— Да здравствует наш согражданин Назым Хикметович Хикметов!
Когда после этого мы с ним расцеловались, щеки его были мокры от слез…
Таким вот и стоит он передо мною, когда я оказываюсь возле гранитной глыбы, на которой высечен контур высокого, устремленного вперед человека, идущего навстречу шквальному ветру. Таким мы видели и знали его. Таким он и был до последней минуты — деятельным, кипучим, с сердцем, открытым для дружбы и добра. Он и умер, как жил. Утром его нашли в прихожей со свежей газетой в руках. Газета была открыта на странице, где рассказывалось о новой зверской бомбардировке Ханоя и Хайфона.
Кукрыниксы
Передо мной альбом репродукций. Обычный, казалось бы, художественный альбом. И в то же время он необычен, может быть даже единственен в своем роде. И прежде всего потому, что рисунки и картины, воспроизведенные в нем, вышли не из-под пера или кисти, а из-под трех перьев и трех кистей.
Вот уже более сорока лет три руки создают в этом своем коллективном движении острейшие карикатуры, остроумнейшие шаржи, проникновенные иллюстрации, помогающие постичь глубину образов Салтыкова-Щедрина, Чехова, Горького и, наконец, монументальные станковые полотна, запечатлевающие героические страницы нашей советской истории.
Когда-то на одном из дружеских вечеров в Центральном Доме работников искусств был проведен шутливый конкурс на самую заковыристую фамилию. Призом был объявлен огромный уникальный арбуз. От соревнователей, среди которых были видные наши актеры, поступили конверты с множеством фамилий, одна другой причудливее. Была, помнится, среди них, так сказать, духовная фамилия — Поморюякопосухуходященский. Арбуз-гигант получил знаменитый актер МХАТа, назвавший фамилию Кукрыниксы. Она оказалась самой причудливой, самой необычной и в то же время самой емкой, многозначительной, ибо под этой фамилией уже более сорока лет дружно живут, не ссорясь между собой, и не просто живут, а бурно, талантливо, необыкновенно продуктивно работают три художника:
М. В. Куприянов
П. Н. Крылов
Н. А. Соколов
Когда-то, еще в студенческие годы, в знаменитом ВХУТЕМАСе они коллективно нарисовали в стенной газете удачную карикатуру. Работали вместе. Карикатура нравилась всем троим, и встал вопрос: как ее подписать? И вот каждый пожертвовал для этой подписи начальный слог своей фамилии. Так родилось творческое содружество Кукрыниксов, известное теперь всему культурному миру. Сейчас оно вошло, вросло в наш быт, новый лексикон. Ну кто же из нас не слыхал: «Это достойно карандаша Кукрыниксов», или «Кукрыниксов на тебя нет», или, что совсем часто: «Это, знаете ли, совсем кукрыниксовский персонаж».

------------

▶ **Инструкция к заданию**: Выпишите слово в слово из исходного текста выше всё, начиная со слов «Когда после этого» и до слов «и трех кистей.» включительно.

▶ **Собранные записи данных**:
------------

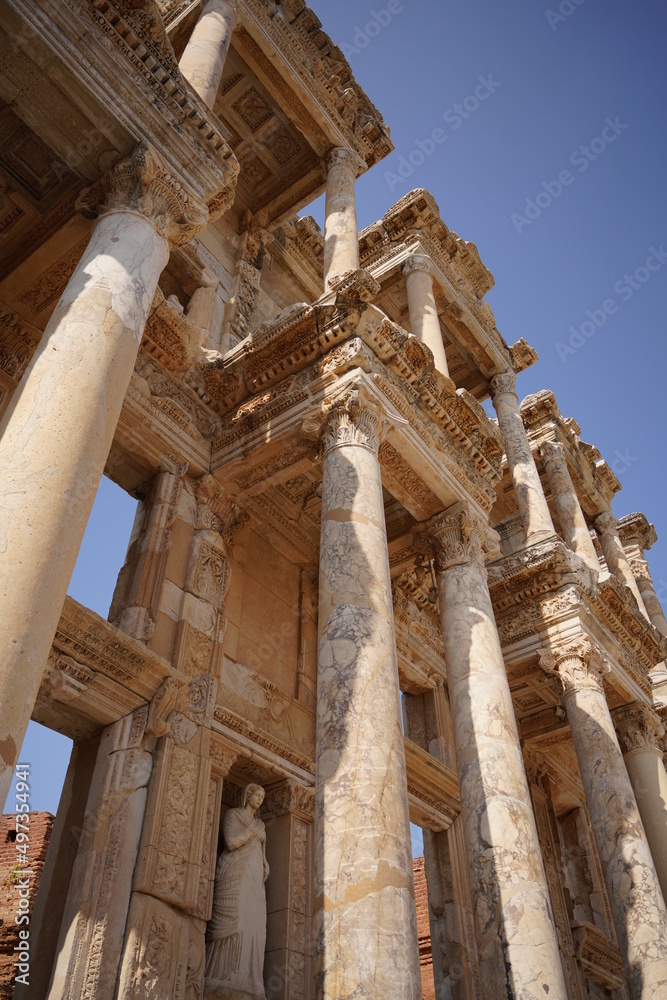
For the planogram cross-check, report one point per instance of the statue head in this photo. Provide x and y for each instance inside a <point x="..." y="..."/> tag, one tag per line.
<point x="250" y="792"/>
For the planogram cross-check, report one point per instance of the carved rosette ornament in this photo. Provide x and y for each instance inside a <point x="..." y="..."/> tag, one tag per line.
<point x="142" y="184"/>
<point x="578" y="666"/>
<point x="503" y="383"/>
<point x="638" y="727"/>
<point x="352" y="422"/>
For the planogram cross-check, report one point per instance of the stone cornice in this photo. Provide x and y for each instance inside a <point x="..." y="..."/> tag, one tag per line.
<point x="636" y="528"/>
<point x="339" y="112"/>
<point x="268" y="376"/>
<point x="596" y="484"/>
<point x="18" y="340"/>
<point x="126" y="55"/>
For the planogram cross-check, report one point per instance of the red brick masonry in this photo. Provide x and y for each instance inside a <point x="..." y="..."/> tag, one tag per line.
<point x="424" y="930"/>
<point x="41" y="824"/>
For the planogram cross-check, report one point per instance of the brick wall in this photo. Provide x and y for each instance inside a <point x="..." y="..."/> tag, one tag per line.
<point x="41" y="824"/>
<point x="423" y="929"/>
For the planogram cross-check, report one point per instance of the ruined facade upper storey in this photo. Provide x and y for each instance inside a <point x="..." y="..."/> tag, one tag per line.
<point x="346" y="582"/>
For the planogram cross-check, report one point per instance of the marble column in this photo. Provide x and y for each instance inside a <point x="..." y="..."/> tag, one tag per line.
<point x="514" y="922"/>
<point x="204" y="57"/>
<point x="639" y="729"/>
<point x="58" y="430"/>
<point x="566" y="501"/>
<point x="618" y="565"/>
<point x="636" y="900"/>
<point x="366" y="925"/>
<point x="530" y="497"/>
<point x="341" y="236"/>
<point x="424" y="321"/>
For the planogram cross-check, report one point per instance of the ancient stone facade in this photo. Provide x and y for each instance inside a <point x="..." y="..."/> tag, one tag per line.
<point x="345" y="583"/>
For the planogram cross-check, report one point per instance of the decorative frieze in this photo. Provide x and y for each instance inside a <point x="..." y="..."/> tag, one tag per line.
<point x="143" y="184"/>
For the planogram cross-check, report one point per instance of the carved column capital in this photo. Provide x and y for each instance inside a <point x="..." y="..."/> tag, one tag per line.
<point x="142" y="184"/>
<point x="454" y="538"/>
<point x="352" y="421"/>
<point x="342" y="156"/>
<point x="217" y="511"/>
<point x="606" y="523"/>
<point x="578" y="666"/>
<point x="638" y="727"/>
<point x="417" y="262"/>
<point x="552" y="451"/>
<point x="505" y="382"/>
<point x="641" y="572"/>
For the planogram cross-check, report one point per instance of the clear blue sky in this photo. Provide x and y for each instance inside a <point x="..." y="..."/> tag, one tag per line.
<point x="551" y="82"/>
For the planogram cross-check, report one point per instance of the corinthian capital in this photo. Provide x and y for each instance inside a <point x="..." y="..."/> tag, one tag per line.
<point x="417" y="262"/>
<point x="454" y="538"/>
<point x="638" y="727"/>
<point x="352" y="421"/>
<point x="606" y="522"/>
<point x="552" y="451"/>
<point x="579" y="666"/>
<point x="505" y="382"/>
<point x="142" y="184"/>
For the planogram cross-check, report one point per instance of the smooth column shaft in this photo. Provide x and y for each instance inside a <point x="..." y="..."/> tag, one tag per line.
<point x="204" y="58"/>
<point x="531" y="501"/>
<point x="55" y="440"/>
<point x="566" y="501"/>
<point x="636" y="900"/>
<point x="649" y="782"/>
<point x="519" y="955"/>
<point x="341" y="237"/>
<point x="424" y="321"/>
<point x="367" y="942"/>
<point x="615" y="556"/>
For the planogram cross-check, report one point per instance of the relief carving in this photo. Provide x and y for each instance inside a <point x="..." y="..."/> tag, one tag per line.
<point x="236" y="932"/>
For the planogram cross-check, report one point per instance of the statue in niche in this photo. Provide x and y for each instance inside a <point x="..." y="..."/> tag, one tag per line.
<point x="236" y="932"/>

------------

▶ **Письменный ответ**:
Когда после этого мы с ним расцеловались, щеки его были мокры от слез…
Таким вот и стоит он передо мною, когда я оказываюсь возле гранитной глыбы, на которой высечен контур высокого, устремленного вперед человека, идущего навстречу шквальному ветру. Таким мы видели и знали его. Таким он и был до последней минуты — деятельным, кипучим, с сердцем, открытым для дружбы и добра. Он и умер, как жил. Утром его нашли в прихожей со свежей газетой в руках. Газета была открыта на странице, где рассказывалось о новой зверской бомбардировке Ханоя и Хайфона.
Кукрыниксы
Передо мной альбом репродукций. Обычный, казалось бы, художественный альбом. И в то же время он необычен, может быть даже единственен в своем роде. И прежде всего потому, что рисунки и картины, воспроизведенные в нем, вышли не из-под пера или кисти, а из-под трех перьев и трех кистей.